• [Written task] Set down each of the items below word for word, with nothing altered.

• [Data entries]
● ● ● ● ● ● ●

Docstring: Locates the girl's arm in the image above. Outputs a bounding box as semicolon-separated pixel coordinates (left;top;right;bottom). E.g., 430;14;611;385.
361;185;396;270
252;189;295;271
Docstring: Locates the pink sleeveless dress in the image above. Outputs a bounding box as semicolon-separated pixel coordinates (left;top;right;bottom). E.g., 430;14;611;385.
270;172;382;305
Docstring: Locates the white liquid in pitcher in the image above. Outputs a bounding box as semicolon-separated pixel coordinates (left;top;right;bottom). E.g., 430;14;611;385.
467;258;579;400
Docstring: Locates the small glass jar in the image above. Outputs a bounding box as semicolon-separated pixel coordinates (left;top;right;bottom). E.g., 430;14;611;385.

● ● ● ● ● ● ●

• [Response for this exercise]
Docstring: Locates the girl's arm in the image above. Outputs a bounding box as semicolon-separated pixel coordinates (left;top;right;bottom). E.g., 430;14;611;385.
361;185;396;270
252;189;295;271
Docstring: Locates the pink sleeveless dress in the image above. Outputs a bounding box as semicolon-separated pixel coordinates (left;top;right;bottom). E.g., 430;14;611;385.
270;172;382;305
Docstring: Locates the white liquid in pitcher in the image above. Outputs a bounding box as semicolon-separated pixel coordinates (left;top;right;bottom). E.g., 430;14;611;385.
467;258;579;400
Docstring: Locates the small glass jar in the image above. Outputs a bounding box as semicolon-separated pixel coordinates (left;top;right;bottom). E.g., 430;14;611;385.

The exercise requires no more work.